==== Quoted text

Just a quick look at your code shows a problem right away; you are calling retain()
on a local variable newRT
, one which you're passing a callback to, and you're also not calling release()
on it anywhere.
The reason Director::getInstance()->getRenderer()->render();
prevents the crash is because you're forcing it to process the render queue within the current block, so newRT
is still valid. The reason it crashes without that line is probably because the callback is no longer pointing to valid memory. The callback command is added to the queue, as you can see in RenderTexture::saveToFile
, and since the callback was passed using a local variable, by the time the callback is called in the next update cycle, newRT
is no longer valid.
void RenderTextureTest1::saveFile(Ref* pSender)
{
auto director = Director::getInstance();
auto s = director->getVisibleSize();
auto newRT = RenderTexture::create(s.width, s.height, backend::PixelFormat::RGBA8, backend::PixelFormat::D24S8, false);
newRT->beginWithClear(0, 0, 0, 0);
// It's will crash on axmol, switch to _clippingNode will not show
this->visit();
// _clippingNode->Node::visit();
newRT->end();
auto callback = [&] (RenderTexture* rt, std::string_view path) {
AXLOG("Save To Path=%s", path.data());
};
newRT->retain();
newRT->saveToFile("TestSave.png", Image::Format::PNG, true, callback);
// Add this function to avoid crash if we switch to a new scene.
Director::getInstance()->getRenderer()->render();
}
The rendering command code used in Axmol is different to Cocos2d-x, so just because it works in Cocos2d-x doesn't mean that there is something wrong with Axmol (edit: in this case, there may actually be a bug in the engine).
@halx99 I just ran the standard test "43:Node: RenderTexture" (Windows, x86 build), and it's crashing on the first test if you touch the view area and move around. It should draw items on the screen, but what seems to happen is that a few appear, then it starts flickering, like @Yehsam23 mentioned. If you try to close the app, it crashes in Renderer::~Renderer()
in this block:
for (auto&& clearCommand : _callbackCommandsPool)
delete clearCommand; <= here it crashes, and there are a lot of commands in the _callbackCommandsPool
It seems like once the number of commands in the _callbackCommandsPool
go over a certain amount (or added too quickly), it causes problems, and if that isn't it, then I have absolutely no idea why it is crashing.
If the _callbackCommandsPool
is not used, then the crash no longer occurs, and it draws on screen correctly in RenderTexture test. It just means it'll keep eating up memory with every cmd = new CallbackCommand();
in Renderer::nextCallbackCommand()
, but at least that narrows down the problem somewhat.
@halx99 Looking into this some more, I noticed that the _callbackCommandsPool
contains copies of the same command pointers. The crash on exit happens because once one of those pointers is deleted in the loop, the rest become invalid, and since there are multiple entries of the same pointer, the delete fails:
Aren't the command pointers unique, and should only exist once in that vector?

========
==== Records supplied

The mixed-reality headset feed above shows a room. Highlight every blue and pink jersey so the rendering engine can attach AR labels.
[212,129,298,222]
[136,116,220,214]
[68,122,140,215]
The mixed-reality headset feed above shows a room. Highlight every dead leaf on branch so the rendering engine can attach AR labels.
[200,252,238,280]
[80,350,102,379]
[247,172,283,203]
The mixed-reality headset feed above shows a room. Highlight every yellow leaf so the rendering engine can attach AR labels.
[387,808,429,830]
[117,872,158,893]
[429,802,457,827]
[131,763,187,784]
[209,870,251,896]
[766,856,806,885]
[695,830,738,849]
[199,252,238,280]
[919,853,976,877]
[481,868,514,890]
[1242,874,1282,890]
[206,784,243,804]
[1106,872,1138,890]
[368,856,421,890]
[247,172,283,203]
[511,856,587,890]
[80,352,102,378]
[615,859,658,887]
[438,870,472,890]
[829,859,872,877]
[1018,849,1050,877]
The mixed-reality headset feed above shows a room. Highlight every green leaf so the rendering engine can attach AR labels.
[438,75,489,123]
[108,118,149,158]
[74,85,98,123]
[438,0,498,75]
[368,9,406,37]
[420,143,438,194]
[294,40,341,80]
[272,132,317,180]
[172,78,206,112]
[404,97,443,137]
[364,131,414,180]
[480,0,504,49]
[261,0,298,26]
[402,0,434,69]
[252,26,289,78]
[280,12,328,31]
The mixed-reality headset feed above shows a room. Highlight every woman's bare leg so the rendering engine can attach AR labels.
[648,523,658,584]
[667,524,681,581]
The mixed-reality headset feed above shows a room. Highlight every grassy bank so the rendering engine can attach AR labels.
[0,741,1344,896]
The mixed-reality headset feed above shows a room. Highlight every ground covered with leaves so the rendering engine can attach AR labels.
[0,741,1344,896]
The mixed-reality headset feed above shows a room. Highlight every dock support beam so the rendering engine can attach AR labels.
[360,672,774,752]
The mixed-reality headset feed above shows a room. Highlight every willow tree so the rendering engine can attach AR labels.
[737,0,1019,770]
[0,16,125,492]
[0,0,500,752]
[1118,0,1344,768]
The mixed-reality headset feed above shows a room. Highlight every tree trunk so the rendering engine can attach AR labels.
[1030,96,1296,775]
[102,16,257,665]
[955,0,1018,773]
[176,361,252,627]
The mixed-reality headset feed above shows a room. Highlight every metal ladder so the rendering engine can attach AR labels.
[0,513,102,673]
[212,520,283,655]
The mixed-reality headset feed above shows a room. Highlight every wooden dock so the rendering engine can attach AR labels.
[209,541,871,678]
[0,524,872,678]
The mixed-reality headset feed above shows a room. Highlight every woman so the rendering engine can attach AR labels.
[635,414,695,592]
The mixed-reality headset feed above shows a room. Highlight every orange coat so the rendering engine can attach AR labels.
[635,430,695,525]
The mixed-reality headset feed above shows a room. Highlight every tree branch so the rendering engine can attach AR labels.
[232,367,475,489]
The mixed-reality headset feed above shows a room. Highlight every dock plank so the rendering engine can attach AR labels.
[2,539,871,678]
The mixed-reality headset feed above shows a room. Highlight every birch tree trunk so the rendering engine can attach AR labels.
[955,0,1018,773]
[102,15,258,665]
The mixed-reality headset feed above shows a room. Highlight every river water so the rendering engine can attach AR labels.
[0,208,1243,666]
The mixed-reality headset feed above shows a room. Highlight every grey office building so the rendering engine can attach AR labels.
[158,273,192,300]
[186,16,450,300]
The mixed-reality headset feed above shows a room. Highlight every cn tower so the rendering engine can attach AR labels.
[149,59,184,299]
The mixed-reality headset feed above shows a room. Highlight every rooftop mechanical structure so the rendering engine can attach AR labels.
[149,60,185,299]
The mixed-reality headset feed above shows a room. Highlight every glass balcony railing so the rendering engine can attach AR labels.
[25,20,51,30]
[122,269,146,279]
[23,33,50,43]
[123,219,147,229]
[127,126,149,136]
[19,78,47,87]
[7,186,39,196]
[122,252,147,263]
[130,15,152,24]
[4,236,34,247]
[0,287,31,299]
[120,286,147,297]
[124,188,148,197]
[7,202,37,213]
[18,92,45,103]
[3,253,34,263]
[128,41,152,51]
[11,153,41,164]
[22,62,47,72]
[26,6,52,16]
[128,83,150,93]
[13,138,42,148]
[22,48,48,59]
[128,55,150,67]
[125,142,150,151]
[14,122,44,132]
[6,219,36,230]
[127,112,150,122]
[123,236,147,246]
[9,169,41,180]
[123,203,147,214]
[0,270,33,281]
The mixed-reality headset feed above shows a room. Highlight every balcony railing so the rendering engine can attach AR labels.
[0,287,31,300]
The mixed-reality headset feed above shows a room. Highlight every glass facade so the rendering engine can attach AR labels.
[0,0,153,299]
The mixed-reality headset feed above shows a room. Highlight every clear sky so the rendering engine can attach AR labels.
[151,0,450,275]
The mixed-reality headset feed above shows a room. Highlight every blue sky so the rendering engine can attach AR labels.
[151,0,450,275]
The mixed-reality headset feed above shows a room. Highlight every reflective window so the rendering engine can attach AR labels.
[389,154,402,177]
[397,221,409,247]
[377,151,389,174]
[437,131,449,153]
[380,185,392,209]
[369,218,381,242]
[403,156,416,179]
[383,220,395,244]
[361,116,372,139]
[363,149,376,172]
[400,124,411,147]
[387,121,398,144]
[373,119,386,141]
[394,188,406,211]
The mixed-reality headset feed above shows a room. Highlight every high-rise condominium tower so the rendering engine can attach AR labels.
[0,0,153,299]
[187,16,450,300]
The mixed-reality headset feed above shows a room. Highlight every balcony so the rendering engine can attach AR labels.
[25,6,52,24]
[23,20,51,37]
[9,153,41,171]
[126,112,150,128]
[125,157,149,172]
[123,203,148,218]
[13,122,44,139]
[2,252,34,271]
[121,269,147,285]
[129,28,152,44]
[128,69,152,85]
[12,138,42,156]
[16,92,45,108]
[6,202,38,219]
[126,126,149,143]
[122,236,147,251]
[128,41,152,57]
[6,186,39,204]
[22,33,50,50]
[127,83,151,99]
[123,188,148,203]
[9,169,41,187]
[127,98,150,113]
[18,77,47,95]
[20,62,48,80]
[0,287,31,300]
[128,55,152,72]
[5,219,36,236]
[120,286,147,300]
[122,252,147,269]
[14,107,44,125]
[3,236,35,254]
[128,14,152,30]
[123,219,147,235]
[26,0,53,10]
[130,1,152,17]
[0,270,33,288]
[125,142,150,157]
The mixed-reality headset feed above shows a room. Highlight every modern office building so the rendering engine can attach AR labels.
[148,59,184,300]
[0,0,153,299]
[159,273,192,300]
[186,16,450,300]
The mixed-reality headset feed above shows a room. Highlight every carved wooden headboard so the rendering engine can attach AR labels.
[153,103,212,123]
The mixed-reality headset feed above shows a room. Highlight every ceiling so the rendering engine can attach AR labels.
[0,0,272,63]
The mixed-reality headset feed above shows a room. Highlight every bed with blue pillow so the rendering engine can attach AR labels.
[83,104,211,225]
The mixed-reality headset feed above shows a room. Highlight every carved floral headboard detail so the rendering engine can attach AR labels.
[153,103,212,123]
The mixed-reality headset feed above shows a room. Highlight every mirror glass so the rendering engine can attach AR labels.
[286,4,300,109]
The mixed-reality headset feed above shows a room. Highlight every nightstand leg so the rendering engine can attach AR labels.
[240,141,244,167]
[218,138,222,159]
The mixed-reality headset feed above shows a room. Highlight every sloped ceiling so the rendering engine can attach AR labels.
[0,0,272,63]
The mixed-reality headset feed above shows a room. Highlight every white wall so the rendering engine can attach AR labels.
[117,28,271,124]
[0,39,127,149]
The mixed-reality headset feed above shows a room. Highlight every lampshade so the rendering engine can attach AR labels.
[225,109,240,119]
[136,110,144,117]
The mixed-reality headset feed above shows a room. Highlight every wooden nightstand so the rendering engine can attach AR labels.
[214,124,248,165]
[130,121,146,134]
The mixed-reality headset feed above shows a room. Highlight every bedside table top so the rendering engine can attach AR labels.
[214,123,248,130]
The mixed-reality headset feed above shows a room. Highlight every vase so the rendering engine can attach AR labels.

========

● Tasks to perform:
(a) Can you give the Axmol RenderTexture crash discussion again, starting at "Just a quick" and ending at "void RenderTextureTest1::saveFile(Ref* pSender)", switching "newRT" to "renderTex" throughout?
(b) Could you resume the Axmol RenderTexture crash discussion after its final sentence?

● In response:
(a)
Just a quick look at your code shows a problem right away; you are calling retain()
on a local variable renderTex
, one which you're passing a callback to, and you're also not calling release()
on it anywhere.
The reason Director::getInstance()->getRenderer()->render();
prevents the crash is because you're forcing it to process the render queue within the current block, so renderTex
is still valid. The reason it crashes without that line is probably because the callback is no longer pointing to valid memory. The callback command is added to the queue, as you can see in RenderTexture::saveToFile
, and since the callback was passed using a local variable, by the time the callback is called in the next update cycle, renderTex
is no longer valid.
void RenderTextureTest1::saveFile(Ref* pSender)

(b)
So, a quick test using a lookup to check if the command already exists in the vector actually fixed the problem, but I still can't quite pinpoint why there is a problem to begin with. It fixed both the drawing and the crash, and there were way less entries in the vector (like 9 commands vs 100's).
void Renderer::processRenderCommand(RenderCommand* command)
{
...
case RenderCommand::Type::CUSTOM_COMMAND:
flush();
drawCustomCommand(command);
break;
case RenderCommand::Type::CALLBACK_COMMAND:
{
flush();
static_cast<CallbackCommand*>(command)->execute();
// Check if the pointer already exists before adding it to the vector
auto&& itr = std::find(_callbackCommandsPool.begin(), _callbackCommandsPool.end(), command);
if (itr == _callbackCommandsPool.end())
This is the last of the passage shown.